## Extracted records
=======

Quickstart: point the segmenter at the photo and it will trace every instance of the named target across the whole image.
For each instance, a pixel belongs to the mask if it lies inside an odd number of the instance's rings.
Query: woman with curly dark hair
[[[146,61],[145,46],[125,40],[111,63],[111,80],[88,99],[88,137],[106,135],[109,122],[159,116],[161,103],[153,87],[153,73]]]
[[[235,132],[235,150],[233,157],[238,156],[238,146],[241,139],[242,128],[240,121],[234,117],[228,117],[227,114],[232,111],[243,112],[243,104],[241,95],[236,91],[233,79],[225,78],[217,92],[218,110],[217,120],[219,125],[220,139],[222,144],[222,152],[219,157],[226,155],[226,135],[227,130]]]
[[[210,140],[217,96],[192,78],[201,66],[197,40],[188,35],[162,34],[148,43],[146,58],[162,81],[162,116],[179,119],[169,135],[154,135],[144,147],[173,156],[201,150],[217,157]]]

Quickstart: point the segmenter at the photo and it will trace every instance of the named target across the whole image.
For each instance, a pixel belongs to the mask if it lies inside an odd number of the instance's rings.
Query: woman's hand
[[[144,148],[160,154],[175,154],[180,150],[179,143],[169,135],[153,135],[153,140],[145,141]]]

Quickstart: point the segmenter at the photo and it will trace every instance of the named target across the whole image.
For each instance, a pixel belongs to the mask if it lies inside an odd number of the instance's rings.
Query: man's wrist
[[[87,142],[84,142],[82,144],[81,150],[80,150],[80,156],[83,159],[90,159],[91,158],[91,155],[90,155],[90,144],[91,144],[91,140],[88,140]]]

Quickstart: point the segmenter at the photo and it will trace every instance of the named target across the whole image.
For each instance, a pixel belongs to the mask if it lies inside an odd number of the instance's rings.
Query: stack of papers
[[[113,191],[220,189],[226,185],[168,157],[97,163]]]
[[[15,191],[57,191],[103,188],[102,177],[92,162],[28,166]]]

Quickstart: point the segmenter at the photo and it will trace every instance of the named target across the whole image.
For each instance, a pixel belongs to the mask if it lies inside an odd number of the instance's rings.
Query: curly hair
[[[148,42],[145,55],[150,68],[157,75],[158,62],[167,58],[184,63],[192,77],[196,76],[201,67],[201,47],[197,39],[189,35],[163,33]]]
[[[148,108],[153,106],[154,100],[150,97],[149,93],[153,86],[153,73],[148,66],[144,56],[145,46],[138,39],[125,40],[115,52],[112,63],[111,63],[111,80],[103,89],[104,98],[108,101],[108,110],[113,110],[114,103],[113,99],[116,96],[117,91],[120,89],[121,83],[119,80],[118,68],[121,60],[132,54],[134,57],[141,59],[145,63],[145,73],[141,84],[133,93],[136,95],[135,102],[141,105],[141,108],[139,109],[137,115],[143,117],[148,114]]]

=======

## Stated goal
Arrange the listing above as a two-column CSV headed "request" and "answer," with one row per request. Put each request's full text and its answer in one quoted field apiece, replacing line breaks with spaces.

## Result for this exercise
request,answer
"Quickstart: point the segmenter at the photo and it will trace every instance of the named target across the whole image. For each instance, a pixel belongs to the mask if it lies inside an odd number of the instance's rings. Query: woman with curly dark hair","[[[146,61],[145,46],[125,40],[111,63],[111,80],[88,99],[88,137],[106,135],[109,122],[159,116],[161,103],[153,87],[153,73]]] [[[235,132],[235,150],[233,157],[238,156],[238,146],[241,139],[242,128],[240,121],[234,117],[228,117],[227,114],[232,111],[243,112],[243,104],[241,95],[236,91],[233,79],[225,78],[217,92],[218,110],[217,120],[219,125],[220,139],[222,144],[222,152],[219,157],[226,155],[226,135],[227,130]]] [[[210,140],[217,96],[192,78],[201,66],[197,40],[188,35],[162,34],[148,43],[146,58],[162,81],[162,116],[179,119],[169,135],[154,135],[144,147],[173,156],[201,150],[217,157]]]"
"Quickstart: point the segmenter at the photo and it will trace every instance of the named target across the whole image. For each instance, a pixel belongs to the mask if it lies inside an odd number of the instance's rings. Query: woman's hand","[[[144,148],[160,154],[175,154],[180,150],[179,143],[169,135],[153,135],[153,140],[145,141]]]"
"Quickstart: point the segmenter at the photo and it will trace every instance of the named target across the whole image. For each instance, a pixel belongs to the mask if it lies inside an odd number of the instance's rings. Query: man's wrist","[[[87,142],[84,142],[82,144],[81,150],[80,150],[80,156],[83,159],[90,159],[91,158],[91,155],[90,155],[90,144],[91,144],[91,140],[88,140]]]"
"Quickstart: point the segmenter at the photo and it will trace every instance of the named target across the whole image. For each instance, a pixel belongs to the mask if it lies inside an odd number of the instance's rings. Query: stack of papers","[[[113,191],[220,189],[226,185],[168,157],[97,163]]] [[[15,191],[57,191],[103,188],[102,177],[92,162],[28,166]]]"
"Quickstart: point the segmenter at the photo and it will trace every instance of the named target across the whole image. For each instance, a pixel belongs to the mask if it lies inside an odd number of the instance's rings. Query: curly hair","[[[148,42],[145,55],[150,68],[157,75],[158,62],[167,58],[184,63],[192,77],[196,76],[201,67],[201,47],[197,39],[189,35],[163,33]]] [[[148,108],[153,106],[154,100],[150,97],[149,93],[153,86],[153,73],[148,66],[144,56],[145,46],[138,39],[125,40],[115,52],[112,63],[111,63],[111,80],[103,89],[104,98],[108,101],[108,110],[113,110],[114,103],[113,99],[116,96],[117,91],[120,89],[121,83],[119,80],[118,68],[121,60],[132,54],[134,57],[141,59],[145,63],[145,73],[141,84],[133,93],[136,95],[135,102],[141,105],[141,108],[139,109],[137,115],[143,117],[148,114]]]"